[Data entries]
---+---

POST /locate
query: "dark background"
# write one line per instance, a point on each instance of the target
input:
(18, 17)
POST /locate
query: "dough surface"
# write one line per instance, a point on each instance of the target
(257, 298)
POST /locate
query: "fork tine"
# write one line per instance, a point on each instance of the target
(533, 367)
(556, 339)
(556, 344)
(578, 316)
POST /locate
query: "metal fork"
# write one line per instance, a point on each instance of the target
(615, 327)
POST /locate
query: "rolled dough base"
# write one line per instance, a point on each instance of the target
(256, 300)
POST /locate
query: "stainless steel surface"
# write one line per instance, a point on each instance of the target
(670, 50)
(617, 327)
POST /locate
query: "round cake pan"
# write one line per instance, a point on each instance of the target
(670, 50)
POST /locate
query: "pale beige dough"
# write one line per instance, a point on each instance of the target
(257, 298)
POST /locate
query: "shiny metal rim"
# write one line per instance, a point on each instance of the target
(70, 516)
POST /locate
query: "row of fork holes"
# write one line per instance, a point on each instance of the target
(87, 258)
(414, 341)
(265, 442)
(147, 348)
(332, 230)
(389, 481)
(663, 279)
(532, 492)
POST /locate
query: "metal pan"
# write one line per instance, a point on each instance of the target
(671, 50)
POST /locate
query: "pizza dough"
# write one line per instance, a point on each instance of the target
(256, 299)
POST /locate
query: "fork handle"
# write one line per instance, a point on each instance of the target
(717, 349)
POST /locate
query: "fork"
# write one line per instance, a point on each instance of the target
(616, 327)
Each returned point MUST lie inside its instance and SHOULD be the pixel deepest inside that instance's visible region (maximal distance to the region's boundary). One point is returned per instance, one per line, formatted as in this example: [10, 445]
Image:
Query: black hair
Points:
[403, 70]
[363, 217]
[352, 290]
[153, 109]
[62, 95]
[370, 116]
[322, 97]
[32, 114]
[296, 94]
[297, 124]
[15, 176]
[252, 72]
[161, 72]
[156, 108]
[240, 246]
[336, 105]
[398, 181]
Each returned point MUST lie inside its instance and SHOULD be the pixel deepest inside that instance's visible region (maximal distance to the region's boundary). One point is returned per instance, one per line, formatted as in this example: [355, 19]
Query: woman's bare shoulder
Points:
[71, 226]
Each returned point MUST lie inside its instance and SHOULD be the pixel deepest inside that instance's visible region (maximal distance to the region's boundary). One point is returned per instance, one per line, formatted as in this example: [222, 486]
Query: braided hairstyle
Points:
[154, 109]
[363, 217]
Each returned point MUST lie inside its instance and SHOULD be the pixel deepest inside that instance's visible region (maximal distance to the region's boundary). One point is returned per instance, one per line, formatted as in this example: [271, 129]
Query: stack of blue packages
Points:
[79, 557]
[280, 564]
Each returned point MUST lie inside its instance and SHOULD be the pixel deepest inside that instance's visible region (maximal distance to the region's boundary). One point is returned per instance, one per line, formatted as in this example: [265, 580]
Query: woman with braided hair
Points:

---+---

» TASK
Copy out each line exactly.

» RESULT FOR THIS EXERCISE
POST /locate
query: "dark background"
# write one line per instance, a point on each instance of the target
input:
(18, 17)
POST /locate
query: "dough surface"
# write one line per instance, a point on each instance of the target
(257, 298)
POST /locate
query: "fork tine"
# write one line per instance, a point on each instance of the target
(533, 367)
(556, 339)
(556, 344)
(578, 316)
POST /locate
query: "metal fork"
# write one line per instance, a point on each instance of the target
(615, 327)
POST /locate
query: "rolled dough base"
# write one line per instance, a point on each instance of the target
(256, 300)
POST /locate
query: "stainless steel surface"
# write one line per instance, a point on each instance of the target
(670, 50)
(617, 327)
POST /locate
query: "round cake pan"
# write one line per instance, a point on each instance of the target
(670, 50)
POST /locate
query: "pale beige dough"
# write one line per instance, a point on each instance of the target
(257, 298)
POST /locate
query: "shiny metal rim"
# write one line per instance, a point on each instance of the target
(70, 516)
POST /locate
query: "row of fork holes"
# write one line per instance, a point on each instance of the target
(87, 258)
(414, 341)
(265, 442)
(147, 348)
(332, 230)
(389, 481)
(663, 279)
(532, 492)
POST /locate
query: "metal pan"
# write one line per instance, a point on each instance of the target
(671, 50)
POST /locate
query: "pizza dough"
# write one line per instance, a point on each instance of the target
(256, 299)
POST /locate
query: "fork handle"
# write one line per instance, a point on each instance of the target
(717, 349)
POST /locate
query: "fork"
# write one line per instance, a point on each instance of the target
(616, 327)
Each returned point MUST lie inside its instance and SHOULD be the pixel deepest inside that instance's visible region (maximal distance to the region's boundary). One point is returned per instance, one per line, formatted as in this example: [10, 445]
Image:
Query: black hair
Points:
[403, 70]
[363, 217]
[352, 290]
[153, 109]
[62, 95]
[370, 116]
[322, 97]
[32, 114]
[296, 94]
[297, 124]
[15, 176]
[252, 72]
[161, 72]
[156, 108]
[240, 246]
[336, 105]
[398, 181]
Each returned point MUST lie inside its instance and SHOULD be the pixel deepest inside that instance's visible region (maximal distance to the region's boundary). One point is returned per instance, one per line, formatted as in this example: [355, 19]
Query: woman's bare shoulder
Points:
[71, 226]
Each returned point MUST lie inside its instance and SHOULD be the pixel deepest inside that instance's visible region (maximal distance to the region's boundary). One point is returned per instance, one per line, formatted as in this example: [222, 486]
Query: braided hairstyle
Points:
[154, 109]
[363, 217]
Each returned point MUST lie inside its instance and SHOULD be the pixel deepest inside that instance's visible region (maximal distance to the region's boundary). One point is returned per instance, one per line, formatted as in this example: [271, 129]
Query: stack of blue packages
Points:
[79, 557]
[280, 564]
Each returned point MUST lie inside its instance and SHOULD be the pixel deepest inside that instance's visible region (maximal distance to the region's boundary). One point is returned per instance, one per line, formatted as in this example: [265, 580]
Query: woman with braided hair
Points:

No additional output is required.